Data for analysis:
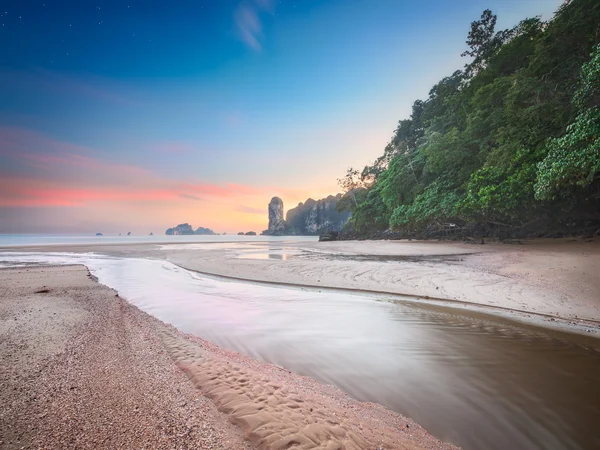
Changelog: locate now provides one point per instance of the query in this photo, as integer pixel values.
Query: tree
(573, 160)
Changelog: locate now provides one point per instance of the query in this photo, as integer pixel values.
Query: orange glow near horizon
(69, 184)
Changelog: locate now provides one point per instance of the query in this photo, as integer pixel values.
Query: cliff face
(316, 216)
(276, 222)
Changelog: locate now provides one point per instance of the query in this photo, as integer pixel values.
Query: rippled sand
(82, 368)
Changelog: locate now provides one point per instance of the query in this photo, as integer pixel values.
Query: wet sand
(549, 278)
(553, 278)
(83, 368)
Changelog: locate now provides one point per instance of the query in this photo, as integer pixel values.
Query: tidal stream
(478, 381)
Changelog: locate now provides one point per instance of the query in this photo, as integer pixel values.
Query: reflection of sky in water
(476, 381)
(258, 250)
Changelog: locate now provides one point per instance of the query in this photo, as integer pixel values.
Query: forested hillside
(508, 146)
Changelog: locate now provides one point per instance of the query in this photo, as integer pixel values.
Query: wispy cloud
(190, 197)
(55, 173)
(174, 148)
(248, 21)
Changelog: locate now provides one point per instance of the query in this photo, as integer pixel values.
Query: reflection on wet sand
(471, 379)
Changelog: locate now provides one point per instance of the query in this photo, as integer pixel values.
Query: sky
(138, 115)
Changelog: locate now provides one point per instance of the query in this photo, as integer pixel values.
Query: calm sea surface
(477, 381)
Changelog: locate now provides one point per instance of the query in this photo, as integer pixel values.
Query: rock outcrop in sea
(312, 217)
(187, 229)
(316, 216)
(205, 231)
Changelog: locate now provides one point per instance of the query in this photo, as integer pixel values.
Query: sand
(82, 368)
(552, 279)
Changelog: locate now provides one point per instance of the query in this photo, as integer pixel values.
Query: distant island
(187, 229)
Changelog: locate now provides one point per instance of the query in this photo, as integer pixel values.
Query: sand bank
(83, 368)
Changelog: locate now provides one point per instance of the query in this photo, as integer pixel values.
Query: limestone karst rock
(276, 221)
(316, 216)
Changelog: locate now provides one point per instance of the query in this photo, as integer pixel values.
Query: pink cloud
(175, 148)
(70, 175)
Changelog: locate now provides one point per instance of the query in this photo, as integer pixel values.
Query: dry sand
(82, 368)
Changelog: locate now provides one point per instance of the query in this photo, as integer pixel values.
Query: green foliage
(511, 139)
(573, 160)
(438, 203)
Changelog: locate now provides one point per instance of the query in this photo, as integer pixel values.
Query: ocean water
(471, 379)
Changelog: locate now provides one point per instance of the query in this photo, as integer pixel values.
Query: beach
(83, 368)
(405, 324)
(547, 279)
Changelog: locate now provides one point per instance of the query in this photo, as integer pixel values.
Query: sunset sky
(138, 115)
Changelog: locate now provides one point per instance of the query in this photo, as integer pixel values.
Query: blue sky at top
(253, 92)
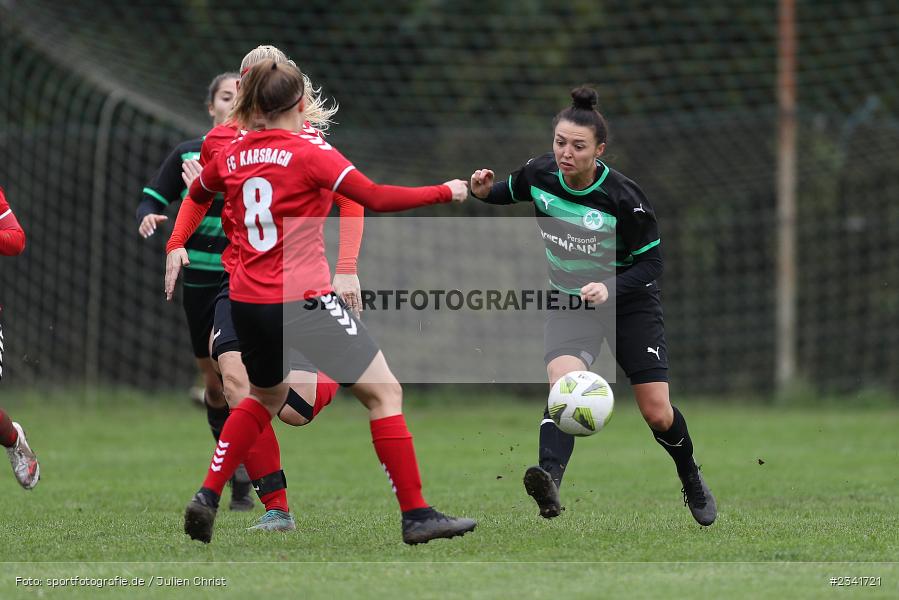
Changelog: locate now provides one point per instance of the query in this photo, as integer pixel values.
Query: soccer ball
(581, 403)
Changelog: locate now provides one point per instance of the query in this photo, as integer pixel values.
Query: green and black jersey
(205, 246)
(606, 232)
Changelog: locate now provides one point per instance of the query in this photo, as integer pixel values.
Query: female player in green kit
(577, 196)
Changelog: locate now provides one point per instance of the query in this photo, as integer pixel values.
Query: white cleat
(24, 462)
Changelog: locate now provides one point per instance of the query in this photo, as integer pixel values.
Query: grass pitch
(804, 495)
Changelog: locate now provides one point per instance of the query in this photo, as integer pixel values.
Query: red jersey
(270, 176)
(217, 138)
(12, 236)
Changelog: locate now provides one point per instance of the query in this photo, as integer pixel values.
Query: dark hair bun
(585, 98)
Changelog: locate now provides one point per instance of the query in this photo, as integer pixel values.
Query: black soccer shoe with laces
(539, 484)
(699, 498)
(200, 516)
(425, 524)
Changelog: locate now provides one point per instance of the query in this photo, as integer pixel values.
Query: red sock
(325, 389)
(264, 459)
(240, 432)
(393, 444)
(8, 433)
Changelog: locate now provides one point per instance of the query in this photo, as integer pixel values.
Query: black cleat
(425, 524)
(699, 498)
(539, 484)
(241, 496)
(199, 517)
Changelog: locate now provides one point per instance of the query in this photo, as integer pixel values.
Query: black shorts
(224, 336)
(638, 343)
(199, 307)
(322, 329)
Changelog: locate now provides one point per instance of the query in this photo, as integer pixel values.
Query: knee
(215, 393)
(292, 417)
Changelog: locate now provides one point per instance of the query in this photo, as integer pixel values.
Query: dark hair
(267, 90)
(583, 112)
(216, 83)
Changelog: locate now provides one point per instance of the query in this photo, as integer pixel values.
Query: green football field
(804, 495)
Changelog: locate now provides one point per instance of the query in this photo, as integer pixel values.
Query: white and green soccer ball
(581, 403)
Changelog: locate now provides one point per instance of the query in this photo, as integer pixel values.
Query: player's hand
(481, 182)
(348, 288)
(190, 170)
(595, 293)
(174, 261)
(149, 223)
(459, 189)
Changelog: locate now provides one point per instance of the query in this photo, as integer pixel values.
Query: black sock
(216, 418)
(556, 447)
(676, 441)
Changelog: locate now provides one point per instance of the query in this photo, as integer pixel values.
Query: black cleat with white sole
(425, 524)
(539, 485)
(199, 516)
(699, 499)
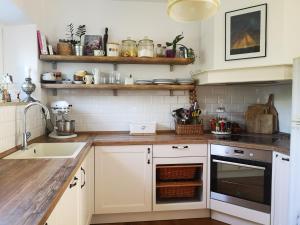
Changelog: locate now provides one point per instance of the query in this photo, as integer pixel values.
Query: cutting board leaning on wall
(262, 118)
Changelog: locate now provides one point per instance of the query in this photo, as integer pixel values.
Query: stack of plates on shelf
(164, 81)
(185, 81)
(143, 82)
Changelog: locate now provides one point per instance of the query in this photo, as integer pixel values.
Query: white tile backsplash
(11, 124)
(97, 111)
(237, 98)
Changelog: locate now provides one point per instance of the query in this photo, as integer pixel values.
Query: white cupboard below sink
(123, 179)
(76, 205)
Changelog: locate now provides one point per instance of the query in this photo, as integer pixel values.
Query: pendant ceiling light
(192, 10)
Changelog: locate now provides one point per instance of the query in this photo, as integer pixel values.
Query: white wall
(124, 19)
(98, 110)
(282, 35)
(237, 98)
(1, 50)
(20, 51)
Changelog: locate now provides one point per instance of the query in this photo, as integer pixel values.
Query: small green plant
(175, 42)
(70, 34)
(81, 31)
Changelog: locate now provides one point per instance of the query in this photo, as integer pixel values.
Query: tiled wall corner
(237, 98)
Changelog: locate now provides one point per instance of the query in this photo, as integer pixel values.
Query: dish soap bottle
(129, 80)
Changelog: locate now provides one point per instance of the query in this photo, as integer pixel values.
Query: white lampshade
(192, 10)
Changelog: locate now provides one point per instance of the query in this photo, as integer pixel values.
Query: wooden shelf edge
(116, 60)
(117, 87)
(166, 184)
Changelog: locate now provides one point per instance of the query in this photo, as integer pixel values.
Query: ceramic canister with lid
(146, 48)
(129, 48)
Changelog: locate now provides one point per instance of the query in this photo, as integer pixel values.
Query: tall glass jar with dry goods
(129, 48)
(146, 48)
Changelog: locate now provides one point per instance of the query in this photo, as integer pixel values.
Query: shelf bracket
(54, 92)
(115, 92)
(54, 65)
(115, 67)
(171, 68)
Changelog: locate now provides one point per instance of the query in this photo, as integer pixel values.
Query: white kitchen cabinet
(91, 181)
(76, 206)
(198, 184)
(86, 193)
(280, 189)
(84, 197)
(123, 179)
(66, 210)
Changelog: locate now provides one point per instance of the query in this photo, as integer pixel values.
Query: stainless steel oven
(241, 177)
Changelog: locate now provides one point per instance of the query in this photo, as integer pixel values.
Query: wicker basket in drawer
(193, 129)
(177, 173)
(177, 192)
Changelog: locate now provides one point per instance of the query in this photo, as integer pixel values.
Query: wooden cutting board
(262, 118)
(273, 111)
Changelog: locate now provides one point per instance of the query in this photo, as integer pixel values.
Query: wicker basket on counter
(177, 173)
(177, 192)
(192, 129)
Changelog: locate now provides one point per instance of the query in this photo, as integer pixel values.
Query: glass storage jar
(146, 48)
(129, 48)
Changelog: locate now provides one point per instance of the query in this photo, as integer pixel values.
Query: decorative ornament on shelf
(171, 53)
(28, 87)
(192, 10)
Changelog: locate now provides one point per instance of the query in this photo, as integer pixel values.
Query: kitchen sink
(48, 150)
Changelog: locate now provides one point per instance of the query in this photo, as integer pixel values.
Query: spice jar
(159, 51)
(129, 48)
(113, 49)
(146, 48)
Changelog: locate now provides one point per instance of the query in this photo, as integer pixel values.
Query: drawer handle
(180, 147)
(74, 183)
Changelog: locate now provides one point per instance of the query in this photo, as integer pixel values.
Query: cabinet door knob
(83, 171)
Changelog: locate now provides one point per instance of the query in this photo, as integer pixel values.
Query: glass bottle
(129, 48)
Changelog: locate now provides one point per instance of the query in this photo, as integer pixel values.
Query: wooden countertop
(30, 188)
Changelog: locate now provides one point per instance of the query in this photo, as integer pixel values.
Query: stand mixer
(63, 128)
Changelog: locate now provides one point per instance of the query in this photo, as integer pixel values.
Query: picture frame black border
(266, 32)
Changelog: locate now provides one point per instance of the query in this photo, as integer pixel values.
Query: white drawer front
(179, 150)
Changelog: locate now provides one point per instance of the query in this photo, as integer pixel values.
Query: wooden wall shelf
(116, 60)
(116, 87)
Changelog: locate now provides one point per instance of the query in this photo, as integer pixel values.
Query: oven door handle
(239, 164)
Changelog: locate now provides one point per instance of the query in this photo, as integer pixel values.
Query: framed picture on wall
(246, 33)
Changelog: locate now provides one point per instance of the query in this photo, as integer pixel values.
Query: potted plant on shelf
(172, 46)
(81, 31)
(71, 45)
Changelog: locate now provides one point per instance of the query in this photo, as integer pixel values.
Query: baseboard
(150, 216)
(230, 219)
(241, 213)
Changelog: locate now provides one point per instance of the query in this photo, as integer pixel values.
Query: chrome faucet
(27, 134)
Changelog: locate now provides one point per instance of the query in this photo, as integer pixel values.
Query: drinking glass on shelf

Aim of the exercise: Return only and exactly the lines from the one that contains "Query: wooden wall shelf" through the final line of the material above.

Your response:
Query: wooden wall shelf
(116, 60)
(116, 87)
Changelog: locate now provides one point per instance of the query in this photo, as integer pixel values.
Query: oven door handle
(239, 164)
Changelog: locate now provides one point per instance of the query in this photo, as integer pixel values.
Query: framed picture on wall
(246, 33)
Changelog: locate now provides one point per instance of the query in this photo, as integer pixel values.
Query: potted plant on shelf
(172, 46)
(81, 31)
(71, 45)
Changelog: locate now provides one point per instance of the query in this photo, as integer pixel values.
Query: baseboard
(150, 216)
(230, 219)
(241, 213)
Changelog: locate now provides one point per instance of the query in this photo, as integer pixel values.
Query: chrome faucet
(27, 134)
Changelog: locate now provides one point per instance of the query in this photo, as integer pixel values.
Query: drinking glass on shelf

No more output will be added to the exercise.